ÜBUNGSAUFGABEN:
1 – Gib aus dem Text über die Kalkhütte alles von „Die Heizmaterialprobleme, die“ bis hinunter zu „und schöne Stunden.“ wortgetreu wieder.
2 – An wen wurde das Anwesen laut dem Text über die Kalkhütte 1938 verkauft?

LESETEXT:
Die Heizmaterialprobleme, die Sperrung des Abbaugebietes und der technische Stand der Produktion führten schließlich 1907 zum Verkauf des Grundstückes an den Leipziger Bildhauer Prof. Paul Sturm. Zu den Schmidt’schen Liegenschaften gehörte auch die Schankstätte Schmidt’s Höhe am westlichen Hang des Wüsten Kalktales, die ebenfalls von Prof. Sturm erworben wurde.

Die alte Kalkhütte blieb in seinem Grundriß erhalten und wurde als Atelier und Ausstellungsraum umgestaltet. /9/ Im Sommer verbrachten Großstadtkinder hier angenehme und schöne Stunden.

Das bereits in der Projektierung befindliche Wohnhaus kam nicht zur Ausführung. Als Wohnsitz diente Sturm die zum Landhaus ausgebaute und idyllisch gelegene Schankstätte am Westhang des Wüsten Kalktales. (Abb. 5)

   Abb. 5   ehemaliges Landhaus am Westhang des Tales  

Schließlich kam es 1938 zum Verkauf des Anwesens an den Elektromeister Heinrich Horlemus, der seine Werkstatt in der Klosterstraße an der Engstelle vor der Einmündung zum Anger unterhielt. Im gleichen Jahr übernahm die Mimas GmbH den Auftrag zur Errichtung einer Garage mit Aufenthaltsraum auf der Süd-West-Ecke des Grundstückes im Wüsten Kalktal. In den Folgejahren entstand  durch die Initiative von H. Horlemus die Benzinzapfsäule oberhalb des Garagenhofes.

Nach Beendigung des zweiten Weltkrieges kam es zur Demontage der Zapfsäule. Erst in den folgenden Jahrzehnten konnten bis heute weitere Veränderungen an der Bausubstanz vorgenommen und der ehemalige Bruch in die Gestaltung des Gartengrundstückes mit einbezogen werden. Das Grundstück blieb infolge der Erbfolge im Besitz der Familie. Heute ist die ehemalige Kalkhütte ein Blickfang für Besucher des Wüsten Kalktales und passt sich harmonisch in das Gesamtbild ein. (Abb. 6)

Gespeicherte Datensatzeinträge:

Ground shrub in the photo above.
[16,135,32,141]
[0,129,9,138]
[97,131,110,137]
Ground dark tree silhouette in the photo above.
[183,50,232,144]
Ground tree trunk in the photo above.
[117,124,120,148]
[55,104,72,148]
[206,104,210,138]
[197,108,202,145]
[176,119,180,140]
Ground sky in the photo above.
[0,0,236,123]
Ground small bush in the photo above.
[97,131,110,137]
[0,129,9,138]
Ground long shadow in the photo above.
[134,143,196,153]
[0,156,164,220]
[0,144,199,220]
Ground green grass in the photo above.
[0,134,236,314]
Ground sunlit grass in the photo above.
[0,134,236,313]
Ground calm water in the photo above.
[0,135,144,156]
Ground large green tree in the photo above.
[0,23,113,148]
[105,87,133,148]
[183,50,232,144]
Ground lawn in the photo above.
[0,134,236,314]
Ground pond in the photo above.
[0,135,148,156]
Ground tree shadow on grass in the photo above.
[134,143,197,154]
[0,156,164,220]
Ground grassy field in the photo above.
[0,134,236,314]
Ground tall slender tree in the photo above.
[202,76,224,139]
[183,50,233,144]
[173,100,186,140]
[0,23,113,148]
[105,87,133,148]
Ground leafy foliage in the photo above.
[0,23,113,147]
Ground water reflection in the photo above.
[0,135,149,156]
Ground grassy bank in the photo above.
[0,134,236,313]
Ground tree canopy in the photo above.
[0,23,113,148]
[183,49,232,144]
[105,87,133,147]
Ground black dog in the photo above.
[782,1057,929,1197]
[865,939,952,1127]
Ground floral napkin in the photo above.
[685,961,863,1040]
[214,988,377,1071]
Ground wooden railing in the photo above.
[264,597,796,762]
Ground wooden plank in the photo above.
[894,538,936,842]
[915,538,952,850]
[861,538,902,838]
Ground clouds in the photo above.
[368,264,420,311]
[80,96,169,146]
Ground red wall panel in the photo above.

LÖSUNGEN:
1 –
Die Heizmaterialprobleme, die Sperrung des Abbaugebietes und der technische Stand der Produktion führten schließlich 1907 zum Verkauf des Grundstückes an den Leipziger Bildhauer Prof. Paul Sturm. Zu den Schmidt’schen Liegenschaften gehörte auch die Schankstätte Schmidt’s Höhe am westlichen Hang des Wüsten Kalktales, die ebenfalls von Prof. Sturm erworben wurde.

Die alte Kalkhütte blieb in seinem Grundriß erhalten und wurde als Atelier und Ausstellungsraum umgestaltet. /9/ Im Sommer verbrachten Großstadtkinder hier angenehme und schöne Stunden.

2 – An den Elektromeister Heinrich Horlemus.